[[ Supplied data open ]]

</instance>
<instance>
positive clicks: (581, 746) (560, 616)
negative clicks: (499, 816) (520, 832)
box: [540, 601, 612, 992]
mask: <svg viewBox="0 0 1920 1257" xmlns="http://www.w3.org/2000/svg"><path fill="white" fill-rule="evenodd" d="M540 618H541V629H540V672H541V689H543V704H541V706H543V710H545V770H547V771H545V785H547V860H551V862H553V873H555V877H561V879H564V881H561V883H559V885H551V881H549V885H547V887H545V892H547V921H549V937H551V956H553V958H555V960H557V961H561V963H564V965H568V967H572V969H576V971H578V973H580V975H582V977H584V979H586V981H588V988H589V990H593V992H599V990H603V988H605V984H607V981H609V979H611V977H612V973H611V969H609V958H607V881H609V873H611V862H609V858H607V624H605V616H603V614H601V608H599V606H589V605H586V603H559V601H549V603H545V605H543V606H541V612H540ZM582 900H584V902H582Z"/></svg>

[[ Supplied data closed ]]

## What to produce
Reproduce every item above line for line, with no changes.

## Solution for this task
</instance>
<instance>
positive clicks: (581, 746) (560, 616)
negative clicks: (499, 816) (520, 832)
box: [540, 601, 612, 992]
mask: <svg viewBox="0 0 1920 1257" xmlns="http://www.w3.org/2000/svg"><path fill="white" fill-rule="evenodd" d="M540 618H541V629H540V672H541V689H543V704H541V706H543V710H545V770H547V771H545V785H547V860H551V862H553V873H555V877H561V879H564V881H561V883H559V885H551V881H549V885H547V887H545V892H547V921H549V937H551V956H553V958H555V960H557V961H561V963H564V965H568V967H572V969H576V971H578V973H580V975H582V977H584V979H586V981H588V988H589V990H593V992H599V990H603V988H605V984H607V981H609V979H611V977H612V973H611V969H609V958H607V881H609V873H611V862H609V858H607V624H605V616H603V614H601V608H599V606H589V605H586V603H559V601H549V603H545V605H543V606H541V612H540ZM582 900H584V902H582Z"/></svg>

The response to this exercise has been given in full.